■ **Stated task**
Copy word for word the passage of the GHC performance post starting with "One could play" and going on through "due to fragmentation)".

■ **Document segment**
◇ ◇ ◇ ◇ ◇

Re: GHC Performance / Replacement for R?

Iavor Diatchki
Hello,

when you parse the CSV fully, you end up creating a lot of small bytestring objects, and each of these adds some overhead.   The vectors themselves add up some additional overhead.  All of this adds up when you have as many fields as you do.   An alternative would be to use a different representation for the data, which recomputes things when needed.   While this might be a bit slower in some cases, it could have significant saving in terms of memory use.   I wrote up a small example to illustrate what I have in mind, which should be attached to this e-mail.

Basically, instead of parsing the CSV file fully, I just indexed where the lines are (ref. the "rows" field of "CSV").  This allows me to access each row quickly, and the when I need to get a specific field, I simply parse the bytes of the row.
One could play all kinds of games like that, and I imagine R does something similar, although I have never looked at how it works.   To test the approach I generated ~200Mb of sample data (generator is also in the attached file), and I was able to filter it using ~240Mb, which is comparable to what you reported about R.  One could probably package all this up in library that supports "R like" operations. 

These are the stats I get from -s:

   4,137,632,432 bytes allocated in the heap
         925,200 bytes copied during GC
     200,104,224 bytes maximum residency (2 sample(s))
       6,217,864 bytes maximum slop
             246 MB total memory in use (1 MB lost due to fragmentation)

                                     Tot time (elapsed)  Avg pause  Max pause
  Gen  0      7564 colls,     0 par    0.024s   0.011s     0.0000s    0.0001s
  Gen  1         2 colls,     0 par    0.000s   0.001s     0.0003s    0.0006s

  INIT    time    0.000s  (  0.000s elapsed)
  MUT     time    0.364s  (  0.451s elapsed)
  GC      time    0.024s  (  0.011s elapsed)
  EXIT    time    0.000s  (  0.001s elapsed)
  Total   time    0.388s  (  0.463s elapsed)

  %GC     time       6.2%  (2.5% elapsed)

  Alloc rate    11,367,122,065 bytes per MUT second

  Productivity  93.8% of total user, 78.6% of total elapsed

-Iavor




On Thu, Aug 25, 2016 at 3:31 AM, Simon Peyton Jones via Glasgow-haskell-users <[hidden email]> wrote:
Sounds bad.  But it'll need someone with bytestring expertise to debug.  Maybe there's a GHC problem underlying; or maybe it's shortcoming of bytestring.

◇ ◇ ◇ ◇ ◇

Entries from a point annotation set:

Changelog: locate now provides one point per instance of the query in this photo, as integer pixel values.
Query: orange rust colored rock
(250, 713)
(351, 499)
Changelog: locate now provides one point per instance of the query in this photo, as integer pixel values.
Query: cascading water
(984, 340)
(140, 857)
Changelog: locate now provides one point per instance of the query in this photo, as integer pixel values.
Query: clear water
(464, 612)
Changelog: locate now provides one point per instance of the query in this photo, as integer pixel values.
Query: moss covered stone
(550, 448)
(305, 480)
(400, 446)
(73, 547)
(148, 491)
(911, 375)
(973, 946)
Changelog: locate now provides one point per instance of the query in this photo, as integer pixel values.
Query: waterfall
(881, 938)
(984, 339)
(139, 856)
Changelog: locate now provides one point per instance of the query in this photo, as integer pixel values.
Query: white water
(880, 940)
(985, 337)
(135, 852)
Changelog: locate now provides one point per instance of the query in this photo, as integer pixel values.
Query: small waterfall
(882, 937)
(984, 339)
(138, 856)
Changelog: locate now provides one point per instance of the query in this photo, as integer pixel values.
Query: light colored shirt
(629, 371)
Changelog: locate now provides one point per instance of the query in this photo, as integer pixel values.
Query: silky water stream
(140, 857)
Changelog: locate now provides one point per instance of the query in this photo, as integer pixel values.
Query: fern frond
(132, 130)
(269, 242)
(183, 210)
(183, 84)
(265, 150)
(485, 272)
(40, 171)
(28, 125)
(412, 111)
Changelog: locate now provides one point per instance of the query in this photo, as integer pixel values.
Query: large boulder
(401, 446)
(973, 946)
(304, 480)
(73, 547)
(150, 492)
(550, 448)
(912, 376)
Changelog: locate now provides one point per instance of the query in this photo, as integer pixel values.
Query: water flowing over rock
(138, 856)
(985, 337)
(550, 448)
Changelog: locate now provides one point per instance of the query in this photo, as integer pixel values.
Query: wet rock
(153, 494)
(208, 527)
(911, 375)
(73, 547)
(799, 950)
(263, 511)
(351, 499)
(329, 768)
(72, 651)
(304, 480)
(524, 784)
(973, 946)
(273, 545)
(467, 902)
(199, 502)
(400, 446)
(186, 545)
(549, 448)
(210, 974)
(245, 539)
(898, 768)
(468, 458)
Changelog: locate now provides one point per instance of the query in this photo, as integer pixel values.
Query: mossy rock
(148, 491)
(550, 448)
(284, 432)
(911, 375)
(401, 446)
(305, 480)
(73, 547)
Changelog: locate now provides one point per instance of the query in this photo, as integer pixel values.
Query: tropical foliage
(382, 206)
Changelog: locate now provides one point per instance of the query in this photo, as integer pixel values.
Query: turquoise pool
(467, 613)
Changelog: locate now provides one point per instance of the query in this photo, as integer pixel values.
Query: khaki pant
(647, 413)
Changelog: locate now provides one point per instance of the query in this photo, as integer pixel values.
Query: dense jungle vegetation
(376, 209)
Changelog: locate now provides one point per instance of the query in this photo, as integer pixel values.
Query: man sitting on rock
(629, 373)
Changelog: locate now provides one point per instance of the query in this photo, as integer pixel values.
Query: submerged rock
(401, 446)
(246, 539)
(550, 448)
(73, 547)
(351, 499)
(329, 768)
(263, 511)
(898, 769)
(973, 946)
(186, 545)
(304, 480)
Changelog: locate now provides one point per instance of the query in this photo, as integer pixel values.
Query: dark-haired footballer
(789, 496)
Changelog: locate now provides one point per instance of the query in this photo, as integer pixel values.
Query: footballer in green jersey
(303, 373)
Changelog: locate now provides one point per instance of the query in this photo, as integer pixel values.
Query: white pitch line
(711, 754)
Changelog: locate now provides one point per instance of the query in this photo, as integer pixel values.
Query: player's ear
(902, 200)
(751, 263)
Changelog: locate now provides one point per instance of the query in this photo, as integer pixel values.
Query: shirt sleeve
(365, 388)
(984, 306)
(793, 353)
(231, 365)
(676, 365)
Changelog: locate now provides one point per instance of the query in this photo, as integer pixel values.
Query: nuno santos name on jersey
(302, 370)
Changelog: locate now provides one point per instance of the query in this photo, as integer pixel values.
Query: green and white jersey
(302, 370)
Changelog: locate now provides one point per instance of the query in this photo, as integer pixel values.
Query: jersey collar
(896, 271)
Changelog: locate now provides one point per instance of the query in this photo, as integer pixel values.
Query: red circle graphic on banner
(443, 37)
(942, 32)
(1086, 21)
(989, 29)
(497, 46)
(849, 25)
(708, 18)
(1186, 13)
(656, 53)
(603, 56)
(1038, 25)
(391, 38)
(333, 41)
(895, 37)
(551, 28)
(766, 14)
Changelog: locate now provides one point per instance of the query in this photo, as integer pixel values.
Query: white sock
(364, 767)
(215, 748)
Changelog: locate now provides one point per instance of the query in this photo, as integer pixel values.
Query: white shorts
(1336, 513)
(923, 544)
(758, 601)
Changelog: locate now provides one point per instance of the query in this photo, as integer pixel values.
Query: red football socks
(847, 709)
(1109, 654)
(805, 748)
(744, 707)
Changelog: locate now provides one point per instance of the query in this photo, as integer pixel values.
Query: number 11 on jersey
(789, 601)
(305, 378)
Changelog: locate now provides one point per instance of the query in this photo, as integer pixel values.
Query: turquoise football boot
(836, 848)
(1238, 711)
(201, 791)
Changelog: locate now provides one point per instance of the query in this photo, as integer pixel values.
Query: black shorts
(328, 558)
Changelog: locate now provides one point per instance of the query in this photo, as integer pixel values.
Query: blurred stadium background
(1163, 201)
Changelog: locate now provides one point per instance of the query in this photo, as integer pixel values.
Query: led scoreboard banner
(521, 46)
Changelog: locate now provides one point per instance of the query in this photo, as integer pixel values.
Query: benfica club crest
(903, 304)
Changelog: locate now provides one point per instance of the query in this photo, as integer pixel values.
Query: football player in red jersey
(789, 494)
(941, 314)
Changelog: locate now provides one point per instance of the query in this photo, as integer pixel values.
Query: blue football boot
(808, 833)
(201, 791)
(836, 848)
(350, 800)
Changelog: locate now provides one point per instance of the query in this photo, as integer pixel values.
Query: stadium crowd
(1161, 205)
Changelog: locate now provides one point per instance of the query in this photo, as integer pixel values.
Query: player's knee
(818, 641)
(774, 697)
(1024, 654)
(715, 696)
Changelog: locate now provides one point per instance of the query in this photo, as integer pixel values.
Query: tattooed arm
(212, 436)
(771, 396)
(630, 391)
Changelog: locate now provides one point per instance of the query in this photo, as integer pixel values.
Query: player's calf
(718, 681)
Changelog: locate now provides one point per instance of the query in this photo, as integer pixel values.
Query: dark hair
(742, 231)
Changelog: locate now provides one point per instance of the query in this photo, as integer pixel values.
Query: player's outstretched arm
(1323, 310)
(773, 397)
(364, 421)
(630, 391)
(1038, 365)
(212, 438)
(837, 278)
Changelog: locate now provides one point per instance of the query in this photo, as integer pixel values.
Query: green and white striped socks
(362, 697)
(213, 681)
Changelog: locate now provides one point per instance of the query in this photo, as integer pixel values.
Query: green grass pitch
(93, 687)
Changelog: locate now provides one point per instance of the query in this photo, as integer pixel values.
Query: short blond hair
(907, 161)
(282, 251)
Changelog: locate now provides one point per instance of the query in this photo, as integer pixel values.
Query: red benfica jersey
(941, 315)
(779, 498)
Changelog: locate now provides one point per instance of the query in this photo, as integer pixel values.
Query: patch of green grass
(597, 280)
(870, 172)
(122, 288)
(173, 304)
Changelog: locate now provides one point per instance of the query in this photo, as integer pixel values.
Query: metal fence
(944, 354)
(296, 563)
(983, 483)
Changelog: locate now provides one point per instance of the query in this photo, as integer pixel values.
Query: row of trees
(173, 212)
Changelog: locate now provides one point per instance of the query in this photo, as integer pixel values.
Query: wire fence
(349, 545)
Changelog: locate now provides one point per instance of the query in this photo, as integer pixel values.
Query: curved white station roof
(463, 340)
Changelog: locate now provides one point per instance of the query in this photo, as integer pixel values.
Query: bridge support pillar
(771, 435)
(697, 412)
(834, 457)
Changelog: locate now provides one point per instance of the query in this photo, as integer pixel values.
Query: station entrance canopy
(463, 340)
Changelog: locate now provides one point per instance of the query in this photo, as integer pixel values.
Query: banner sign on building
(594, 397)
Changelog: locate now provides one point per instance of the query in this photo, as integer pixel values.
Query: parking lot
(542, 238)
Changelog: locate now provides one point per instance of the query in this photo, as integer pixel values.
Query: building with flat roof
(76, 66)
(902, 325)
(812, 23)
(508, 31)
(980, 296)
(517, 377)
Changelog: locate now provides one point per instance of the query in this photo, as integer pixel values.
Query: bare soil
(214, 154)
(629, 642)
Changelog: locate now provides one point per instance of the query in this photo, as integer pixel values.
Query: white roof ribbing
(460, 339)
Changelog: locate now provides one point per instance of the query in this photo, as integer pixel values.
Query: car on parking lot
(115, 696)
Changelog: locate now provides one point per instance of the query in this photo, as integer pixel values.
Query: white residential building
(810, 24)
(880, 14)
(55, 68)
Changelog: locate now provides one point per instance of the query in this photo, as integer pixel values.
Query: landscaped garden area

◇ ◇ ◇ ◇ ◇

■ **The reply**
One could play all kinds of games like that, and I imagine R does something similar, although I have never looked at how it works.   To test the approach I generated ~200Mb of sample data (generator is also in the attached file), and I was able to filter it using ~240Mb, which is comparable to what you reported about R.  One could probably package all this up in library that supports "R like" operations. 

These are the stats I get from -s:

   4,137,632,432 bytes allocated in the heap
         925,200 bytes copied during GC
     200,104,224 bytes maximum residency (2 sample(s))
       6,217,864 bytes maximum slop
             246 MB total memory in use (1 MB lost due to fragmentation)